### Given task
Beginning at the line that contains "Expected: one pin per instance of the night" and ending at the last line of the entries, write out each line exactly; include nothing outside that span.

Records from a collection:
▬▬▬▬▬▬▬▬▬▬

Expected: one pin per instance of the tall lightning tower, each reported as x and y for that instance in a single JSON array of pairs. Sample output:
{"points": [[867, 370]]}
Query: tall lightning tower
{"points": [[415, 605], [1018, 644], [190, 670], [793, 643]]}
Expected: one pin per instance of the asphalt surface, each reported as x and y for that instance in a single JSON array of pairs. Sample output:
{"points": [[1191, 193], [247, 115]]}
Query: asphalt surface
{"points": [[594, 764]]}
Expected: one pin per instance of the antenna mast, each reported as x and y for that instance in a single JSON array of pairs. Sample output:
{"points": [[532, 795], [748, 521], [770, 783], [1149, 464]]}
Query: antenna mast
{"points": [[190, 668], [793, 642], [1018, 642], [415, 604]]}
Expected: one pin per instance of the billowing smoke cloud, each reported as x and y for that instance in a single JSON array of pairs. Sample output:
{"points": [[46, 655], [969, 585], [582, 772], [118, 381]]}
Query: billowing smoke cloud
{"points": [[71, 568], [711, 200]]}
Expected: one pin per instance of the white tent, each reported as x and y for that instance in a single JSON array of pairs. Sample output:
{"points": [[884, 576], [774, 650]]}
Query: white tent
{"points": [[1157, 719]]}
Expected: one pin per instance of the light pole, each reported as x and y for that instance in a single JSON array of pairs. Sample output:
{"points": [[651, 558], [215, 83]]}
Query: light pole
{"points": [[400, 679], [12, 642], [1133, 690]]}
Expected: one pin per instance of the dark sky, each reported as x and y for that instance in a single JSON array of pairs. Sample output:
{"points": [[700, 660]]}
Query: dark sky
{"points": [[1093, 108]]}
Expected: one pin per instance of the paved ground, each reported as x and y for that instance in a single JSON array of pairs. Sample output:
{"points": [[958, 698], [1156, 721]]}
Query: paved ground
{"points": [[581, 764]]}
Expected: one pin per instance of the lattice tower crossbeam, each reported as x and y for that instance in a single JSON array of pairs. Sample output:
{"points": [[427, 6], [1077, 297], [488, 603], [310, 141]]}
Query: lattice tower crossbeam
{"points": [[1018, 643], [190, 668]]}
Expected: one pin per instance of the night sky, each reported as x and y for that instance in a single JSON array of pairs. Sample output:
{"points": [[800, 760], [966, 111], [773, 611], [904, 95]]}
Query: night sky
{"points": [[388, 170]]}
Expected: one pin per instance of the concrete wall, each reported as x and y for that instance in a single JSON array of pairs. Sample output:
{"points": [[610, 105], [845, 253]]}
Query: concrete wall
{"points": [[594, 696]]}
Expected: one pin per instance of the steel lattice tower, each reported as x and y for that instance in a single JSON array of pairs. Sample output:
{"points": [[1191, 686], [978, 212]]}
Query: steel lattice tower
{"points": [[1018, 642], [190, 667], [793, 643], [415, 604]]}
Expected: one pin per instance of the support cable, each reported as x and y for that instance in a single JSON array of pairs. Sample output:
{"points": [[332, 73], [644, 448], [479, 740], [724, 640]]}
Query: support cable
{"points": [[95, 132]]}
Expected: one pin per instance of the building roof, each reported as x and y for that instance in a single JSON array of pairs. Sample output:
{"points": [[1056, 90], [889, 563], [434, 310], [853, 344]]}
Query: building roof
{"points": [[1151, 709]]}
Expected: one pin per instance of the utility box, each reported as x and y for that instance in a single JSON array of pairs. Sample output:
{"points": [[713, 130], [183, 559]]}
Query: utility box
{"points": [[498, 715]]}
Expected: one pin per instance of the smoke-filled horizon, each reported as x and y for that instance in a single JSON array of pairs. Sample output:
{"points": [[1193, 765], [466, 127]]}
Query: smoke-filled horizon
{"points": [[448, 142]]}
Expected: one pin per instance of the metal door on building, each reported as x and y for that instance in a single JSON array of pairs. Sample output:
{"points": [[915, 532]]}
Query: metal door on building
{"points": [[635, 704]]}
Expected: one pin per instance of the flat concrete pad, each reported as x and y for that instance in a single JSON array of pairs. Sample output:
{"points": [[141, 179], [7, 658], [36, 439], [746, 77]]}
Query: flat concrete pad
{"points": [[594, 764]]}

▬▬▬▬▬▬▬▬▬▬

### Result of the exercise
Expected: one pin per instance of the night sky, each reported as x and y for that instance in a single JSON array of pairs. Sample output:
{"points": [[800, 760], [966, 111], [773, 611], [904, 95]]}
Query: night sky
{"points": [[388, 170]]}
Expected: one pin per instance of the concrete wall, each reported as x and y for that instance in a single JSON array of pairs. Sample output:
{"points": [[610, 105], [845, 253]]}
Query: concrete wall
{"points": [[594, 696]]}
Expected: one pin per instance of the steel lattice tower, each reported as x and y for that instance in a single JSON array of pairs. Sample output:
{"points": [[1191, 686], [978, 212]]}
Query: steel lattice tower
{"points": [[1018, 642], [190, 667], [793, 643], [415, 604]]}
Expected: one pin per instance of the support cable, each reported as x and y for that instance in a single JSON array of pairs. Sample output:
{"points": [[332, 73], [644, 448], [479, 740], [724, 640]]}
Query: support cable
{"points": [[95, 132]]}
Expected: one pin per instance of the building roof, each reported as x and y for that instance in a single JSON array of pairs. Sample output:
{"points": [[1056, 90], [889, 563], [434, 310], [853, 344]]}
Query: building roof
{"points": [[1151, 709]]}
Expected: one pin per instance of the utility box, each reported as x and y for that instance in a single JSON array of pairs. Sample output:
{"points": [[713, 130], [183, 559]]}
Query: utility box
{"points": [[498, 715]]}
Expected: one pin per instance of the smoke-filled horizon, each reported as x and y for that instance in a single JSON array of pairs. Sample output:
{"points": [[1193, 765], [466, 127]]}
Query: smoke-filled horizon
{"points": [[448, 142]]}
Expected: one pin per instance of the metal door on building, each reported as x and y for that instance in a single JSON array of pairs. Sample output:
{"points": [[915, 532]]}
Query: metal door on building
{"points": [[635, 704]]}
Expected: one pin per instance of the flat concrete pad, each reported as x and y for that instance in a single JSON array of pairs. Sample output:
{"points": [[141, 179], [7, 658], [36, 439], [746, 77]]}
Query: flat concrete pad
{"points": [[594, 764]]}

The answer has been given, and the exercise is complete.